▶ **Vorliegender Text**

# Gibt es bei der Canon AE1 Program maueller Modus ?



## DrFloyd (24. Mai 2004)

Ich überlege mir eine Canon AE1 Programm zu kaufen. Wisst ihr ob ich die Automatik auch komplett abschalten kann ?
Ich habe vorher mit einer Pentax Spotmatic2 fotografiert, die ist manuell.
Ich habe gedacht ich gönne mir jetzt ein wenig mehr Luxus mit der AE1 Programm. Auf einen vollmanuellen Modus will ich trotzdem nicht verzichten.


----------



## DrFloyd (24. Mai 2004)

Oder was haltet ihr von der Canon A1 ?


----------



## Vitalis (24. Mai 2004)

Hallo DrFloyd, ich habe eine AE1 Program.
Natürlich mußt Du die Automatik nicht benutzen und kannst alles vollkommen manuell einstellen. 

Die A1 kenne ich leider nicht wirklich.

Gruß,
Vitalis

P.S.: Probier mal den "editieren"-Button hier im Forum aus. Damit kannst Du Deinen Beitrag ändern und mußt keinen neuen erstellen.


----------



## DrFloyd (24. Mai 2004)

Danke für deine schnelle Antwort !

Das mit dem "editieren"-Button muss ich mir merken...


----------



## Sebastian Wramba (28. Mai 2004)

> _Original geschrieben von Vitalis _
> *ich habe eine AE1 Program*



Seit wann das? oO

... zum Thema: einfach die Drehscheibe auf ne passene Belichtungszeit drehen und nicht auf Program stellen. Und nach Belieben auch am Objektiv ne Blende auswählen oder auf *A* stehen lassen.


----------



## Vitalis (28. Mai 2004)

gou: Wie seit wann das?  Was hast Du denn gedacht, womit ich analog fotografiere? :suspekt:

Noch ein wenig blabla:
Wenn man die Belichtungszeit einstellt, dann wird die Blende durch den Belichtungsmesser vorgegeben und im Sucher angezeigt. Die sollte man dann auch nehmen, wenn man nicht falsch belichten will.  Sonst dreht man halt so an der Belichtungszeit rum, bis die gewünschte Blende erreicht wird.

Gruß,
Vita


----------



## Sebastian Wramba (29. Mai 2004)

Ich wusste nicht, dass du analog fotografierst... ich dachte, du würdest alles mit deiner Fuji-Dingens machen.


----------

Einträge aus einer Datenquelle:
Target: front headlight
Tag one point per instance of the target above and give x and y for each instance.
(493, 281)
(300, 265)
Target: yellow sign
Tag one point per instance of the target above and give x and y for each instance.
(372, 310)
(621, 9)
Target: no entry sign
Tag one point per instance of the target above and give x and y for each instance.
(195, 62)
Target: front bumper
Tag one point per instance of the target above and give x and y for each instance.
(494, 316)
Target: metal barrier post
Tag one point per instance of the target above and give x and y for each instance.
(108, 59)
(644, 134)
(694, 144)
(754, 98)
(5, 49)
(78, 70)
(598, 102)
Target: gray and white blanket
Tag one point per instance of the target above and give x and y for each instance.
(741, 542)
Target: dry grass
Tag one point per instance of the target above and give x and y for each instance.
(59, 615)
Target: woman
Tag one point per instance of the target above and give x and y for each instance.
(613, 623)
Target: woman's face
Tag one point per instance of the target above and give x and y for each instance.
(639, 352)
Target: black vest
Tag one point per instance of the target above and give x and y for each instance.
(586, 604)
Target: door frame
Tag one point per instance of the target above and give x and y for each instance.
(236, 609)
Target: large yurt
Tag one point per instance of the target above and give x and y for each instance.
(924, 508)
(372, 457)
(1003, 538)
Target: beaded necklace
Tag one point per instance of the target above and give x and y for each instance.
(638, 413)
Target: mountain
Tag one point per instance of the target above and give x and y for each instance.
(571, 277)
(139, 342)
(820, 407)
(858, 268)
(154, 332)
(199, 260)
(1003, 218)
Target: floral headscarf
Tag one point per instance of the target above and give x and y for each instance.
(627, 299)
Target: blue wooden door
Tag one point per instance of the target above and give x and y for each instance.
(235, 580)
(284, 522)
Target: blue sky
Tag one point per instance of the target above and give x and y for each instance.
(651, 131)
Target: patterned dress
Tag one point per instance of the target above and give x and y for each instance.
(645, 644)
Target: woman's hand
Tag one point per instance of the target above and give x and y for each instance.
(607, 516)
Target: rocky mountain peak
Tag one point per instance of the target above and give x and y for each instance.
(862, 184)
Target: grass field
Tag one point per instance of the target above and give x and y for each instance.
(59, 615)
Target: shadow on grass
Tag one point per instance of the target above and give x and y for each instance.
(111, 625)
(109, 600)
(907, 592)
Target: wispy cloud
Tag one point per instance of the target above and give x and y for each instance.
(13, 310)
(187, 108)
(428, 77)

▶ **Aufgabenstellung**
Gib den Abschnitt der Forumsdiskussion zur Canon AE1 Program zwischen "Noch ein wenig" und "deiner Fuji-Dingens machen.", beide eingeschlossen, erneut wieder und benenne darin "Belichtungsmesser" in "Lichtmesser" um.

▶ **Ergebnis**
Noch ein wenig blabla:
Wenn man die Belichtungszeit einstellt, dann wird die Blende durch den Lichtmesser vorgegeben und im Sucher angezeigt. Die sollte man dann auch nehmen, wenn man nicht falsch belichten will.  Sonst dreht man halt so an der Belichtungszeit rum, bis die gewünschte Blende erreicht wird.

Gruß,
Vita


----------



## Sebastian Wramba (29. Mai 2004)

Ich wusste nicht, dass du analog fotografierst... ich dachte, du würdest alles mit deiner Fuji-Dingens machen.